__Задания__:
1 - Ответьте на вопросы по отрывку о прямом действии:
(a) Что, по «избитой истине», должно произойти со свечой, прежде чем ее можно зажечь?
(b) В каком году рабочие и республиканцы попытались начать свою революцию?
(c) Какое средство Дон Антонио Маура считал лучшим для достижения цели?
2 - Напишите продолжение отрывка о прямом действии, начиная сразу после его последнего предложения.

Читаем Восстание масс (сборник) полностью

Есть избитая истина: чтобы зажечь свечу, нужно, чтобы она до этого погасла. Иначе сказать, чтобы прийти в боевое настроение, необходимо отдавать себе отчет, что сражение не выиграно. Боец смотрит на мир иначе, чем победитель. Кто всерьез собрался сражаться, для начала должен знать, что враг существует. Он силен, а значит — опасен, или же — с ним придется считаться. Вот почему опытный воин всегда старается заручиться широкой поддержкой и, употребив всю силу убеждения, всю диалектику, вложит в грядущее предприятие и жар души, и хитрость, стремясь собрать под знамя как можно больше верных людей… Тот, кто мнит себя победителем, естественно, поступает наоборот. Бездыханное тело врага осталось позади. Зачем тратить силы на уговоры и убеждения, зачем собирать войска? Наоборот, лучше избавиться от былых союзников, чтобы увеличить свою долю добычи и преспокойно прибрать все к своим рукам. Итак, прямое действие — тактика не воина, а победителя.

В любом из недавно оформившихся политических движений прослеживается общая черта — они возникли не для битвы, а для веры, что битва давно выиграна.

В 1917 рабочие и республиканцы сделали попытку начать свою ничтожную революцию, или переворотец. Июльское выступление армии подтолкнуло их к мысли, что настал подходящий момент… Для чего? Чтобы сражаться? Нет, просто взять власть, которая, словно никому не нужная вещь, валялась на дороге. Вот почему социалисты и республиканцы ни с кем не посчитались и не обратились с пламенным, свободолюбивым словом к нации. Они решили, что все желают того же, что они, и кликнули «клич» в двух-трех кварталах двух-трех городов.

Чуть раньше возник «мауризм». Дон Антонио Маура наряду со многими удачными начинаниями совершил роковую ошибку — решился на «переворот». Это был «путчист» в штатском, коему взбрело в голову, что в Испании есть широкая масса (значимая и по количеству, и по качеству), отошедшая от общественной жизни из-за отвращения к политической деятельности. Следующим шагом Дона Антонио было умозаключение, что упомянутая «нейтральная масса» разделяет его убеждения и ждет не дождется «твердой руки» вкупе с исконным католицизмом и пристрастием к вычурной прозе XVII столетия. А значит — достаточно было кликнуть «клич» и здоровая часть общества воспряла бы ото сна. Чтобы достичь цели, не было лучшего средства, чем ввести обязательное голосование. Если же кто-то не разделял столь убийственной логики, на него просто можно было махнуть рукой, ибо речь шла о жалкой кучке отщепенцев и грешников! Словом, вместо того чтобы их убедить, привлечь, исправить, следовало как можно быстрее от них избавиться, изолировав от общества. Короче — провести магическую черту, отмежевывающую козлищ от овец. Вот откуда знаменитая фраза: «Мы — это мы». И в лучшую свою пору Дон Антонио Маура даже не пошевельнул пальцем, чтобы как-то убедить неубежденных.

[Некоторые записи]
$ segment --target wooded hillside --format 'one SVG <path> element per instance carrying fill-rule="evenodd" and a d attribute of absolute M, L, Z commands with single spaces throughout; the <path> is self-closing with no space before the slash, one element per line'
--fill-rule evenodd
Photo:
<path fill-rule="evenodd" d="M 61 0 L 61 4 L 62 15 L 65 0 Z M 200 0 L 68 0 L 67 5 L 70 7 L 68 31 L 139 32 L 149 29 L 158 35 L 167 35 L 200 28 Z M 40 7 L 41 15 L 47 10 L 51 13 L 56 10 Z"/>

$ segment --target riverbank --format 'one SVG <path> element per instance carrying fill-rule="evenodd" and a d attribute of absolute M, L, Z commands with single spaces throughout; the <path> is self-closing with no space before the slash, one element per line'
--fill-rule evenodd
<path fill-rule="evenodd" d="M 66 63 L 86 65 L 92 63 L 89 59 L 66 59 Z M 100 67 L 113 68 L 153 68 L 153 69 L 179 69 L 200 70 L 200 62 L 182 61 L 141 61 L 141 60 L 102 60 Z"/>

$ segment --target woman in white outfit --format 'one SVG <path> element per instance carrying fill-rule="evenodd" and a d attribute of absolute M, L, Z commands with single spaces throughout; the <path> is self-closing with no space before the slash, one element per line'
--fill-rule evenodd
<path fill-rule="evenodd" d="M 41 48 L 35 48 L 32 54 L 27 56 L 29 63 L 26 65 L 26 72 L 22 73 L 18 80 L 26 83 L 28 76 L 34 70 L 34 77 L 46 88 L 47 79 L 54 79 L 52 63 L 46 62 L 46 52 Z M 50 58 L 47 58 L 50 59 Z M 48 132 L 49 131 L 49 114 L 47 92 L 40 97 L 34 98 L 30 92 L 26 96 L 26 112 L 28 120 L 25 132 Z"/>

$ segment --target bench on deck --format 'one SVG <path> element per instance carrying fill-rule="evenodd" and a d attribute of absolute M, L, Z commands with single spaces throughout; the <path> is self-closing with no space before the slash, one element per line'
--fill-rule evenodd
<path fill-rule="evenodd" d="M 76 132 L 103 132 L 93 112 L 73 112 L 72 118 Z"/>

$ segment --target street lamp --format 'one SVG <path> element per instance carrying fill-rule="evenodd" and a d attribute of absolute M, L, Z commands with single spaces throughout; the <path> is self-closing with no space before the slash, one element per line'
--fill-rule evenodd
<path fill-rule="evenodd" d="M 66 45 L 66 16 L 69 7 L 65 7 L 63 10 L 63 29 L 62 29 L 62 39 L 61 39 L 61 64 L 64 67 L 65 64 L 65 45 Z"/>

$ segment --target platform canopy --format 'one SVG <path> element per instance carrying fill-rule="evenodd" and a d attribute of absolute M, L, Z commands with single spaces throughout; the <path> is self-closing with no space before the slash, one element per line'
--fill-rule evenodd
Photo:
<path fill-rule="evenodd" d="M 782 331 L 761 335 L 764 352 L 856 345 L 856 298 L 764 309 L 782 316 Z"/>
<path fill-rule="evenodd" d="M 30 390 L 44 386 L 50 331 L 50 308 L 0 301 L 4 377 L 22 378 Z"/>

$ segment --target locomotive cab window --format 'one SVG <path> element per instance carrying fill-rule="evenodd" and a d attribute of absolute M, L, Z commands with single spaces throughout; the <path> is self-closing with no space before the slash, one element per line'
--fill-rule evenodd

__Ответы к заданиям__:
1 -
(a) Она должна до этого погаснуть.
(b) В 1917 году.
(c) Введение обязательного голосования.

2 -
Долгие годы одиночества научили этого умного человека, что наихудшее в любом деле — тактика отлучения. Любые замыслы обязательно подразумевают сотрудничество всех граждан, поскольку лишь это поможет обрести им место в совместной жизни нации. Подлинные перемены победоносных революций опирались на самые широкие идеи. Напротив, любая пролетарская революция обречена на провал из-за нелепого стремления торжествовать — отлучая и исключая.

И грустно, и скучно наблюдать, как на протяжении долгих лет (в газетах, в проповедях, на митингах) царит упорное нежелание обращать неверных и идет диалог с уже давно прирученной паствой. Отсюда небывалое измельчание существующих групп мнений. Ведь ни одна не растет, не ширится. Наоборот, все хиреют на глазах. Ливанские «друзы» отвергали идею обращения, поскольку «верный» таков от рождения и пребудет им во веки веков. В этом смысле все мы — немного «друзы».

Нам не хватает высокого пыла бойцов, и, напротив, не занимать угрюмого высокомерия триумфаторов. Не сражаться, а побеждать — вот наше заветное желание. И коль скоро это невозможно, мы предпочитаем строить воздушные замки и «побеждаем» в беседе с друзьями, в казино, в баре, в офицерском собрании или просто геройствуем наедине с собой, наслаждаясь игрой воображения.

Тот, кто действительно хочет, чтобы прекратился распад, и желает реальной победы, должен научиться считаться с другими и объединять усилия, «исключив всякое исключение», как учил Ренан[151]

.

Нынешняя разобщенность привела к одной любопытной особенности нашей общественной жизни, о которой следует сказать отдельно. Сейчас у всех и у каждого вполне достанет сил, чтобы разрушать и крушить (у военных, у рабочих, у тех или иных политиков) и, напротив, все и каждый бессильны сделать что-либо путное, даже просто обеспечить свои права.

В Испании найдется немало сил, каждая из которых в достаточной мере бессильна. Если их не объединить, нас не хватит и на то, чтобы подать нищему. Мне уже не раз приходилось говорить, что сущность политики сводится к простым пословицам о том, что словами сыт не будешь и что под лежачий камень вода не течет.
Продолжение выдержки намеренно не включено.